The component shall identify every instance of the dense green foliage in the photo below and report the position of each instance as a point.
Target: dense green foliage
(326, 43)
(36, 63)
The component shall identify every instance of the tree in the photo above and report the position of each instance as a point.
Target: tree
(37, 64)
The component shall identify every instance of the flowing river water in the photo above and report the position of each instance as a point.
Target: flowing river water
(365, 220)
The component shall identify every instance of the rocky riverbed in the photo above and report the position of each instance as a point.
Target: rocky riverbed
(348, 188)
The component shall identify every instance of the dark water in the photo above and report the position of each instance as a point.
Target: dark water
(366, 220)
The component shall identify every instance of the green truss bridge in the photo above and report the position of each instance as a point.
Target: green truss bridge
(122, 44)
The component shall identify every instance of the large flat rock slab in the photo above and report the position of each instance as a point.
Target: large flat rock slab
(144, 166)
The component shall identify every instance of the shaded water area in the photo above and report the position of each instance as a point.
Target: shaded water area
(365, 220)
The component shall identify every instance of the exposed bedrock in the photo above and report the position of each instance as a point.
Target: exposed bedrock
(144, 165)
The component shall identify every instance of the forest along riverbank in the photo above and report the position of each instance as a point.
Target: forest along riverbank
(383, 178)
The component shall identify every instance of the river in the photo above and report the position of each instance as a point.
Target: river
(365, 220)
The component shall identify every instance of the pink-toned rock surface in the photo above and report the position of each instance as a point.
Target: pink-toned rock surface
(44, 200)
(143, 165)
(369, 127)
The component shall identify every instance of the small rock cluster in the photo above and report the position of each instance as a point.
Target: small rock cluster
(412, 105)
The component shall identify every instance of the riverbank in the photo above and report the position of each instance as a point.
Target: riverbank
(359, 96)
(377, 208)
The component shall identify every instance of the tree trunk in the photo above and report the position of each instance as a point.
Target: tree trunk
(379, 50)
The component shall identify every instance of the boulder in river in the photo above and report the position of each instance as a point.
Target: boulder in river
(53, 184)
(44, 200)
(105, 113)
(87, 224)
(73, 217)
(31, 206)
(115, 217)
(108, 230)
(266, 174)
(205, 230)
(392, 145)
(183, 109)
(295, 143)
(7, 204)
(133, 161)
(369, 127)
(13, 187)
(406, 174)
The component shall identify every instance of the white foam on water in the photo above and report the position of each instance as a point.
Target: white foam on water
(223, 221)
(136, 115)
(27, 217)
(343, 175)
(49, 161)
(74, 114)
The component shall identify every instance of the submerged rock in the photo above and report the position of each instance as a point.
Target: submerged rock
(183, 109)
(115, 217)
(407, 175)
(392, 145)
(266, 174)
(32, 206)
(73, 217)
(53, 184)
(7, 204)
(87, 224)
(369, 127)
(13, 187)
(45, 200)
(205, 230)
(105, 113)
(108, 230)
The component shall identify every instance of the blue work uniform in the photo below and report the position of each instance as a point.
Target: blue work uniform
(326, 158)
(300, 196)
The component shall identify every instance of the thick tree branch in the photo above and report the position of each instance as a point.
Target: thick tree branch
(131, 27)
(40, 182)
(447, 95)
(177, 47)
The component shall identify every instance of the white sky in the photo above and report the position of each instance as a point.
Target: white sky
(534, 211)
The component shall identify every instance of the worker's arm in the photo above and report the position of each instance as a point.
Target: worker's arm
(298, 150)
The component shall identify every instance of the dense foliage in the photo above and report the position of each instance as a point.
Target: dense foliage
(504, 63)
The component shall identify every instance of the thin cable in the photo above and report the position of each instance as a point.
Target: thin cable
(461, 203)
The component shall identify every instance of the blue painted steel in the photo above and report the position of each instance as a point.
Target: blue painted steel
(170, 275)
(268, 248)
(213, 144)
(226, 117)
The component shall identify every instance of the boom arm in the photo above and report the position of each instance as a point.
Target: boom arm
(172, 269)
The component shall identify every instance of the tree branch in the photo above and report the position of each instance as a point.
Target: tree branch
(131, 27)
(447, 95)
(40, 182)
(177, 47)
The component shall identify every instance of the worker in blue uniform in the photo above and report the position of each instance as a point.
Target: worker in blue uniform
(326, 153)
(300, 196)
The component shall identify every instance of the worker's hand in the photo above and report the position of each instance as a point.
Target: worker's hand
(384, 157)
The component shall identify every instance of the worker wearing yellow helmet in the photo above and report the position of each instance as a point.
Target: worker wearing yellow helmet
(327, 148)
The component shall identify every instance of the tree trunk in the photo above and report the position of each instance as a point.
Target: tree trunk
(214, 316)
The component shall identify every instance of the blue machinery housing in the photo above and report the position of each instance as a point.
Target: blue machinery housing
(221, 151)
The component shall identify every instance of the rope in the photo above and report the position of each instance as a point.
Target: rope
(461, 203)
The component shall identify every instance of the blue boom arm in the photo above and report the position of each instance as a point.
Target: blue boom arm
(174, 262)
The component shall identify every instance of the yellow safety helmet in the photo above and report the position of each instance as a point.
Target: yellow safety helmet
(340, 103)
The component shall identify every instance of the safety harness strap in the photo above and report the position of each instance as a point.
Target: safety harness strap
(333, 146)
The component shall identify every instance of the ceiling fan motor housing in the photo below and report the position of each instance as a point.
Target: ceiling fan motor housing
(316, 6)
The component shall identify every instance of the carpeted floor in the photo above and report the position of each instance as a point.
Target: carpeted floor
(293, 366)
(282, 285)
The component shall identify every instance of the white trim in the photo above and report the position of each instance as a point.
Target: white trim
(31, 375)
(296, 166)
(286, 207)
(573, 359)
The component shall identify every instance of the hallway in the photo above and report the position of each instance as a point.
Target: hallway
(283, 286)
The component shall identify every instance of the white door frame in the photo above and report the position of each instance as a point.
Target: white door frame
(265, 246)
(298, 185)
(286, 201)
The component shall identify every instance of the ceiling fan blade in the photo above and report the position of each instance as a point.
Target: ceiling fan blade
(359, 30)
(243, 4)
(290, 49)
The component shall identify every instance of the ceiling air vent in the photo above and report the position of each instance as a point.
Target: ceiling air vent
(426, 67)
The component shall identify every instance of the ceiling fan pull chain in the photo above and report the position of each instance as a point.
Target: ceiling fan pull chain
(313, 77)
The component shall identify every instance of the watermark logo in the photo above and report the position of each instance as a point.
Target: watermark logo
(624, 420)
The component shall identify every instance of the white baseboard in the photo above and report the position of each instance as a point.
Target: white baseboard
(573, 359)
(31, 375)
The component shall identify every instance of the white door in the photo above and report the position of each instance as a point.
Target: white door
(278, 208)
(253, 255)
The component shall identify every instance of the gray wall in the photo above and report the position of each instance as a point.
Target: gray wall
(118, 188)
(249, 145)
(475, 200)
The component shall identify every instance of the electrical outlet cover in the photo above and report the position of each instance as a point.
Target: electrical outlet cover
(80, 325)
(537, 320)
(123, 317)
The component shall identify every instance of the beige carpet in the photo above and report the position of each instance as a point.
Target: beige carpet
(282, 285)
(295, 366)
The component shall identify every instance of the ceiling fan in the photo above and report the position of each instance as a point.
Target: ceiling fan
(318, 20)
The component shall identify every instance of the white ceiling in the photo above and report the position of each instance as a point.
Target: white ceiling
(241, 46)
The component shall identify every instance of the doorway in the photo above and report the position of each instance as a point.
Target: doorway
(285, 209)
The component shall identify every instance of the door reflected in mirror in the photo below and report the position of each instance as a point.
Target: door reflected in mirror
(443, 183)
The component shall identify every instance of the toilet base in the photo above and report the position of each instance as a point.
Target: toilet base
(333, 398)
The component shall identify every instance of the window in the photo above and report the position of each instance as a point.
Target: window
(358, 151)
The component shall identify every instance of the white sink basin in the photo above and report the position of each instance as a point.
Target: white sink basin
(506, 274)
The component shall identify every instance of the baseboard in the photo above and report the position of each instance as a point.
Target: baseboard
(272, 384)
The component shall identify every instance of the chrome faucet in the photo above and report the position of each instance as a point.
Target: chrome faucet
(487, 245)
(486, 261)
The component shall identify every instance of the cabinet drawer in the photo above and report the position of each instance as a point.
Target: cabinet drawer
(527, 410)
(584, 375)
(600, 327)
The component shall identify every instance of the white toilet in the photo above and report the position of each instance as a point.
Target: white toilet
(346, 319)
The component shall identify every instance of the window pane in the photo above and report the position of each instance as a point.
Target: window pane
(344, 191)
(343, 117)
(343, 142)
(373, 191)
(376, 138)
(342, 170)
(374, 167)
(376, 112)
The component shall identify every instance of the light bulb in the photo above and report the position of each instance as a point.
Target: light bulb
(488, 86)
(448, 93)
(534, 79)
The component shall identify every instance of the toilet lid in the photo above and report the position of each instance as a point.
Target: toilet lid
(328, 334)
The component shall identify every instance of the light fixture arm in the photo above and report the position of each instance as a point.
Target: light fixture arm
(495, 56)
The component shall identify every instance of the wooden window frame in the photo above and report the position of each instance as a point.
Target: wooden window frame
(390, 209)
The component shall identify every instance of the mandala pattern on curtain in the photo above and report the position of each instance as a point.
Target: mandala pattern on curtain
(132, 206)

+ + + + + + +

Task description: Pull out each line of the records holding the string "below".

Written reply:
The component shall identify every instance of the dense green foliage in the photo below and report the position of each instance as a point.
The component shall identify every instance of the blue work uniform in the photo below and report the position of each instance as a point.
The component shall identify every instance of the ceiling fan motor housing in the photo below and report the position of each instance as a point.
The component shall identify every instance of the door reflected in mirror in the photo below and report the position of each instance as a point.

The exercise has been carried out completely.